§ **WHAT TO WORK ON**
a. In the entries, can you rewrite the lines from the one with "Kindly give the mask of every instance of the ship" through the end of the entries, swapping "Kindly" for "Please" and leaving everything else unchanged?
b. Could you carry on the Grand Forks duck hunting thread from the point where it stops?

§ **EXTRACTED TEXT**
<<<<

# Grand Forks Area



## bhill552 (Oct 6, 2003)

I will be coming to the grand forks area for a duck hunt the last week of Oct and first week of Nov. Wondering if any one could give me some tips. 
Wondering how the hunting is in the area as well as the availability of public land. Also any hints on technique etc would be greatly appreciated. thanks B Hill


----------



## KEN W (Feb 22, 2002)

GF is in the valley...flat as a pancake.You will have to go 40-50 miles west to find potholes.

Everything could be froze up by Nov. except big water.


----------



## Matt Jones (Mar 6, 2002)

There is some semi-decent hunting by GF, mostly for geese. Kelly's Slough is a large, several thousand acre area that has a decent amount of water, public land...and pressure. You can shoot ducks by Kelly's but it's definitely not an area you would travel to hunt.


----------



## Blake Hermel (Sep 10, 2002)

give grand forks a shot, you will be impressed with the birds in kellys slough, should be a fine hunt. good luck!


----------



## Matt Jones (Mar 6, 2002)

Blake's right, GF might be the best hidden gem in the state ( I'll admit I was kinda trying to steer you out of my honey hole :roll: :wink: ). Here's a pic of a goose hunt within a few miles of Grand 'Ole GF.


----------



## dosch (May 20, 2003)

its not anymore.


----------



## Matt Jones (Mar 6, 2002)

dosch said:


> its not anymore.


Yeah, we weren't being SARCASTIC at all... :roll:


----------



## dosch (May 20, 2003)

me neither. Everone knows the valley is where its at.


----------



## Matt Jones (Mar 6, 2002)

SHUSH!!! We better keep our mouth's shut before everyone finds out!!!

I officially state for the record that the RRV is the WORST place in the state to hunt waterfowl.


----------



## Fetch (Mar 1, 2002)

I don't hunt near here but I do see lots of Canada geese in fields that are not posted -


----------



## bhill552 (Oct 6, 2003)

So if Grand Forks isn't so great where should I go. I will be staying with my brother in law who is a student. He duck hunts some and says he usually goes about 30 minutes west on 2. Can't remember the name of the town though. I'm not asking for a exact spot just an area. Thanks in advance B Hill


----------



## dosch (May 20, 2003)

I dont like to give directions but 6 miles west and 2 miles north is a good starting point. but keep it under your hat.


----------



## duxnbux (Feb 25, 2002)

THere is also a rumor going around that there are birds about 6 miles east of GF as well.


----------



## Drixmein (Jan 25, 2003)

I saw 3 "quality" honkers and 5 mature greenheads feeding in a bean field just 5 miles southwest of GF.


----------



## bhill552 (Oct 6, 2003)

>>>>

§ **MATERIAL PROVIDED**

<<<<

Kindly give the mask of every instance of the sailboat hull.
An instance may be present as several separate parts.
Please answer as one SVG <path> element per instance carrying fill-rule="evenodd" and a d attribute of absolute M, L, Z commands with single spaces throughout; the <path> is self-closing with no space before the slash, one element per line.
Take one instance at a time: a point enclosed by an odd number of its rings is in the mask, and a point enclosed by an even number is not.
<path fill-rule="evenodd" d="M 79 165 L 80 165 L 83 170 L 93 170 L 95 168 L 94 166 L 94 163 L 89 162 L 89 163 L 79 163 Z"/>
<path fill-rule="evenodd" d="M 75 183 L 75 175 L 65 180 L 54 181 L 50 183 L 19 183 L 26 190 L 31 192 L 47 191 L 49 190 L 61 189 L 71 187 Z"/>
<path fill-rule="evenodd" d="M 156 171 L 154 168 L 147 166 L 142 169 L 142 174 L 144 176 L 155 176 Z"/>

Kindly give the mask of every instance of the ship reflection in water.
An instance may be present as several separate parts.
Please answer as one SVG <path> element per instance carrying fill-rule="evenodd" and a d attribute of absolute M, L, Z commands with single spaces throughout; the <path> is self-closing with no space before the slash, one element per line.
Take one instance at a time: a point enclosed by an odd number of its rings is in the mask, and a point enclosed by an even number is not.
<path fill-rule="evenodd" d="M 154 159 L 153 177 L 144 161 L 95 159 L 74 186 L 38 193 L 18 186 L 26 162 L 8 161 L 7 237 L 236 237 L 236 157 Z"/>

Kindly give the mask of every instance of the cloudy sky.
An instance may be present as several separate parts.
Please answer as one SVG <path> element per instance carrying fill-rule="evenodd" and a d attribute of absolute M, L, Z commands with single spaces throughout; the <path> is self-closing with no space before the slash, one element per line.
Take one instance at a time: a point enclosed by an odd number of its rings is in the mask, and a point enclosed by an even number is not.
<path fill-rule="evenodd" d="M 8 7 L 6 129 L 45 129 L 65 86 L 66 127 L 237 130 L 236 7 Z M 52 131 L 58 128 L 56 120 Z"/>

>>>>

§ **ANSWERS TO THE PROBLEMS**
a.
Please give the mask of every instance of the ship reflection in water.
An instance may be present as several separate parts.
Please answer as one SVG <path> element per instance carrying fill-rule="evenodd" and a d attribute of absolute M, L, Z commands with single spaces throughout; the <path> is self-closing with no space before the slash, one element per line.
Take one instance at a time: a point enclosed by an odd number of its rings is in the mask, and a point enclosed by an even number is not.
<path fill-rule="evenodd" d="M 154 159 L 153 177 L 144 161 L 95 159 L 74 186 L 38 193 L 18 186 L 26 162 L 8 161 L 7 237 L 236 237 L 236 157 Z"/>

Please give the mask of every instance of the cloudy sky.
An instance may be present as several separate parts.
Please answer as one SVG <path> element per instance carrying fill-rule="evenodd" and a d attribute of absolute M, L, Z commands with single spaces throughout; the <path> is self-closing with no space before the slash, one element per line.
Take one instance at a time: a point enclosed by an odd number of its rings is in the mask, and a point enclosed by an even number is not.
<path fill-rule="evenodd" d="M 8 7 L 6 129 L 45 129 L 65 86 L 66 127 L 237 130 L 236 7 Z M 52 131 L 58 128 L 56 120 Z"/>

b.
Just talked to my brother in law he says he mainly hunts about 40 minutes west of Grand Forks near Michigan or Lakota. Anything you can tell em about these areas. It sound like I'll be hunting with hm in the afternoons, but be by my lonesome for the mornings. ALso how many goose decoys do you need to be successfull in a field hunt. I have accesss to some but wasnt planning on bringing them. thanks B Hill


----------



## Blake Hermel (Sep 10, 2002)

Bhill
You and everyone else!
That area is stacked this year. I was out on Monday and saw more than one plate from, MN, IL, FL, NC, SC, and today in forks there was a convoy heading west on HWY 2 full of enclosed trailers and crew cabs. I am retreating to other grounds to avoid the rediculous amount of pressure. Its becoming a joke. I talked to a guy in the local cafe from Ark who bought a farm and is going to rent it out next season. :roll: Welcome to America.


----------



## nodakoutdoors.com (Feb 27, 2002)

bhill552 said:


> ALso how many goose decoys do you need to be successfull in a field hunt. I have accesss to some but wasnt planning on bringing them. thanks B Hill


The more the better this time of year. Birds were spooky there 2 weekends ago, and we couldn't get much to finish. Try scouting them twice a day to ensure they're patterned...we got a lot of changed flight paths.


----------



## GooseBuster3 (Mar 1, 2002)

4.342 miles west of Grandforks there was a good lookin feed with about 10 ducks and 12 geese. Dont know about you guys but I'm all over that ****!! :lol:


----------



## smalls (Sep 9, 2003)

GB3, quit screwin up my hunt! As a valley boy thats alot of birds! Oh, and I think it was 10 geese and 12 ducks :wink:

Game ON!


----------



## GooseBuster3 (Mar 1, 2002)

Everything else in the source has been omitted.